● TO DO: Filter the listing below and copy out every line that contains the word "black".

● MATERIAL FOR THIS TASK:
= = = =

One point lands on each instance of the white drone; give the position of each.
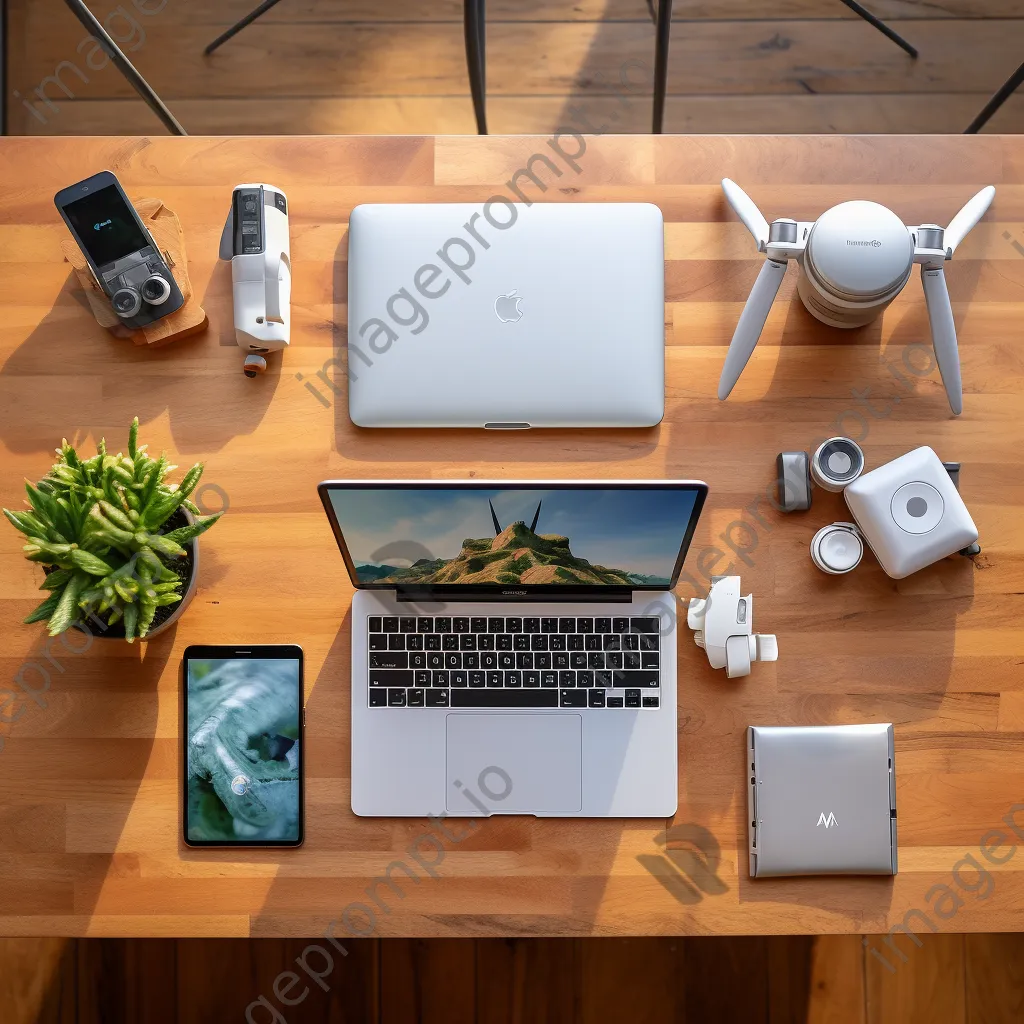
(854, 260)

= = = =

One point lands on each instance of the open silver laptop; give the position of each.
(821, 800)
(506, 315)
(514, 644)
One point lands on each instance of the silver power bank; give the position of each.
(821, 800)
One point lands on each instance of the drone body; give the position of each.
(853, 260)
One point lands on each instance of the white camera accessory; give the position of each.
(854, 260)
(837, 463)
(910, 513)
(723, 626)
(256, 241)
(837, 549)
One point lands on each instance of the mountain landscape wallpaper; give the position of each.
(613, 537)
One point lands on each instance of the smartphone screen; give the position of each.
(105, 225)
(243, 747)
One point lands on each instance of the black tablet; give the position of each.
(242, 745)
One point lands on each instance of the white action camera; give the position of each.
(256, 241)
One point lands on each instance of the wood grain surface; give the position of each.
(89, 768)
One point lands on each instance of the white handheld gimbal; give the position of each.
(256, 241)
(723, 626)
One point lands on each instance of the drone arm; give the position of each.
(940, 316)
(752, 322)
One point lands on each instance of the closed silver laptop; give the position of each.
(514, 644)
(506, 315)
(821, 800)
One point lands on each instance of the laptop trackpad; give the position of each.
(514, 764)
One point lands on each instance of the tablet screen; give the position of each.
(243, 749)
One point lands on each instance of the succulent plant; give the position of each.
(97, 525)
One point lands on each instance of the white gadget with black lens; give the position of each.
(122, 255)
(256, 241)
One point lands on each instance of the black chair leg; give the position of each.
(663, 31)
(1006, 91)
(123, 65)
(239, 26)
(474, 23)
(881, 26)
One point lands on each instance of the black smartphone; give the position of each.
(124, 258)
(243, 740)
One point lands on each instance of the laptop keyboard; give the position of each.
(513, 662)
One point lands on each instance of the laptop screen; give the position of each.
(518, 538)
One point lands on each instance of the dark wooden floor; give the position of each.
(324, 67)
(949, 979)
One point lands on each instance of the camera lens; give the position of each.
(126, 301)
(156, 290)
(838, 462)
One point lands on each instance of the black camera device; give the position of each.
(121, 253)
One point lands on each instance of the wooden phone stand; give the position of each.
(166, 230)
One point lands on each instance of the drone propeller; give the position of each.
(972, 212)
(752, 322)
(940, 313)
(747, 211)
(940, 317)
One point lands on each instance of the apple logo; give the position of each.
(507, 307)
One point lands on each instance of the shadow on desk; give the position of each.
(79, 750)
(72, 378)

= = = =

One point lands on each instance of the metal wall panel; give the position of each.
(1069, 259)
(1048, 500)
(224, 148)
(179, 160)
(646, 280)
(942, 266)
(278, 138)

= = = =

● WRITTEN REPLY:
One point lands on each instance of the black tablet; give the position of each.
One point lands on each instance of the white gadget with black lens; give the position of each.
One point lands on each instance of the black chair leg; give the position of each.
One point lands on each instance of the black smartphone; give the position of each.
One point lands on each instance of the black camera device; give the position of each.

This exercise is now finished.